• _Tasks and exercises_
**1)** Decide whether each statement agrees with the passage about how Love wins, answering yes or no and quoting the words of the passage that settle it: (a) the man who stepped in front of Chase at the scale spoke to him; (b) the man's onions landed on the floor; (c) Chase and the parent talked about what happened before leaving the store.
**2)** Duplicate the part of the passage about how Love wins that starts at "Here is one" and ends at "hands and waited.".

• _Document passage_
-*-*-
Again, with all of this said, it is Love that calls us into a whole and lasting life. Love calls us into mercy and compassion and away from the judgment of others. And Rob Bell writes in Love wins, "...there are strong, shocking images of judgment and separation in which people miss out on rewards and celebrations and opportunities. Jesus tells us these stories to wake us up to the timeless truth that history moves forward, not backward or sideways...While we continually find grace waiting to pick us up off the ground after we have fallen, there are realities to our choices. While we may get other opportunities, we won't get the one right in front of us again...Jesus reminds us in a number of ways that it is vitally important we take our choices here and now as seriously as we possibly can because they matter more than we can begin to imagine. Whatever you've been told about the end-- the end of your life, the end of time, the end of the world-- Jesus passionately urges us to live like the end is here, now, today."

Live as if you are fully and completely loved, right here and right now, today is the day you have, how are you going to show forth God's amazing love and grace. How does your life tell this story of Jesus, this story that Love wins?

Here is one story, it's not my story, but it's a great story about how Love wins. "Last weekend, Chase and I were grocery shopping in the produce section and he was having a blast weighing each new bag of vegetables I collected. I handed him a bag of tomatoes and he walked over to the scale and waited patiently in line. As I watched, a man walked up behind Chase, scowled at him for a moment, and stepped in front of him, bumping Chase out of the way. Chase looked shocked and scared. I left my cart and walked over to Chase, stood by him and said loudly, "Are you all right honey? I saw what that man did to you. That was very, very wrong and rude." Chase said nothing, the Grumpy Old man said nothing. Chase and I held hands and waited.

When the man was finished weighing his bag, he turned around quickly and all of his onions spilled out of his bag and on to the dirty floor. The three of us froze for a moment. Then Chase looked up at me and I motioned toward the floor. Chase and I got down on our hands and knees and started collecting onions while the old man grouchily and grudgingly accepted them from our hands and put them back into his bag. After Chase and I retrieved the last onion, the man walked away. Chase and I did too, and we didn't discuss the event until we got back in the car.
-*-*-
• _Input data_
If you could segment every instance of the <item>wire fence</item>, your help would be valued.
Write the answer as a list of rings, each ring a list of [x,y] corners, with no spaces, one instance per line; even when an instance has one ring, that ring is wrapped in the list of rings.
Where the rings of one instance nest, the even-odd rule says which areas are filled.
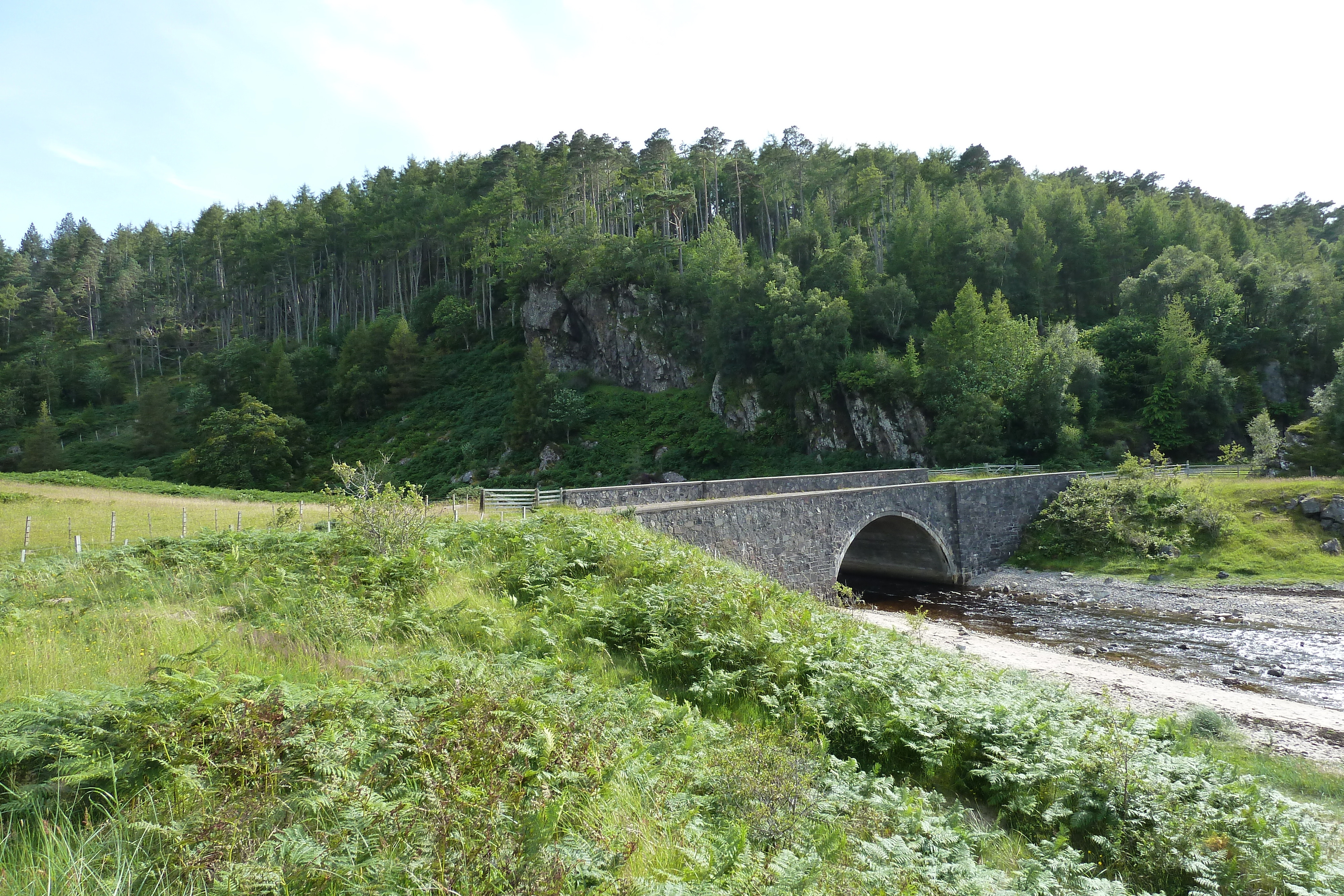
[[[929,478],[935,476],[1025,476],[1040,473],[1039,463],[976,463],[974,466],[950,466],[929,470]]]
[[[1161,466],[1146,467],[1152,476],[1241,476],[1249,477],[1263,470],[1263,466],[1251,463],[1163,463]],[[1113,480],[1120,473],[1106,470],[1105,473],[1089,473],[1091,480]]]
[[[12,506],[12,505],[11,505]],[[190,539],[202,532],[243,529],[331,528],[331,506],[298,501],[294,505],[226,505],[180,508],[152,505],[118,509],[60,504],[35,513],[0,520],[0,556],[27,563],[39,556],[70,556],[95,548],[124,547],[152,539]]]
-*-*-
• _Your responses_
**1)**
(a) No: "Chase said nothing, the Grumpy Old man said nothing."
(b) Yes: "all of his onions spilled out of his bag and on to the dirty floor."
(c) No: "we didn't discuss the event until we got back in the car."

**2)**
Here is one story, it's not my story, but it's a great story about how Love wins. "Last weekend, Chase and I were grocery shopping in the produce section and he was having a blast weighing each new bag of vegetables I collected. I handed him a bag of tomatoes and he walked over to the scale and waited patiently in line. As I watched, a man walked up behind Chase, scowled at him for a moment, and stepped in front of him, bumping Chase out of the way. Chase looked shocked and scared. I left my cart and walked over to Chase, stood by him and said loudly, "Are you all right honey? I saw what that man did to you. That was very, very wrong and rude." Chase said nothing, the Grumpy Old man said nothing. Chase and I held hands and waited.